━━━━━ Given records

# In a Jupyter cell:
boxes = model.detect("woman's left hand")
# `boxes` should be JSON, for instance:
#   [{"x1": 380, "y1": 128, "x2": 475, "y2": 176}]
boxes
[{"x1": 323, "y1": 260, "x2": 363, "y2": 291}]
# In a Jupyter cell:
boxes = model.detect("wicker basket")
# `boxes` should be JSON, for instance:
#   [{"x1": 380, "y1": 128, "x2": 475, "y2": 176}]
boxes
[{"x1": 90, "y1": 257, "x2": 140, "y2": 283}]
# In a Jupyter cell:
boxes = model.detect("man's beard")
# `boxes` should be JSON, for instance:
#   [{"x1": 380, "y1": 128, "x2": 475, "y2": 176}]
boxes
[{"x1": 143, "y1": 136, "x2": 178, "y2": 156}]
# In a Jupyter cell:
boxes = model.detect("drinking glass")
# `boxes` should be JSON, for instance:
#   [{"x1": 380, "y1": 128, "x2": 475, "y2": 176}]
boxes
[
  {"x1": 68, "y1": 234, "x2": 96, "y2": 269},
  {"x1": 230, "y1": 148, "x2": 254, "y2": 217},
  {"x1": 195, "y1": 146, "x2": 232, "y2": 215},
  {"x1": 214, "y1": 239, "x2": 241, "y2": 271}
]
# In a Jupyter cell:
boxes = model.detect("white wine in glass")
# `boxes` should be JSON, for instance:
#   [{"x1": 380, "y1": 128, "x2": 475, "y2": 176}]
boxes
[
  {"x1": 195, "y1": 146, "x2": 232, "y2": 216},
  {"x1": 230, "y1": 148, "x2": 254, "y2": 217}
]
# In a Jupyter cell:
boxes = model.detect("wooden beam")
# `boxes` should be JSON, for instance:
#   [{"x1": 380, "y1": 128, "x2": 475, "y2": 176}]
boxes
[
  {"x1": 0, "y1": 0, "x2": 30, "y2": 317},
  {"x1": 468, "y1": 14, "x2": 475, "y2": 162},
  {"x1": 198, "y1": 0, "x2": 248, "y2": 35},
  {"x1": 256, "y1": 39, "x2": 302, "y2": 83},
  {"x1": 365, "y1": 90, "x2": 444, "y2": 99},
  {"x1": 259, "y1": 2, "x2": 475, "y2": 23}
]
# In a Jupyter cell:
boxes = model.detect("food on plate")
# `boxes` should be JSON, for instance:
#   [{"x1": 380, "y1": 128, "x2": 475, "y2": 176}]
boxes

━━━━━━━━━━

■ **Exercise description**: Which lines in the records above contain the word "glass"? Pick out every one and copy it.

■ **Solution to this task**:
boxes = model.detect("drinking glass")
boxes = model.detect("white wine in glass")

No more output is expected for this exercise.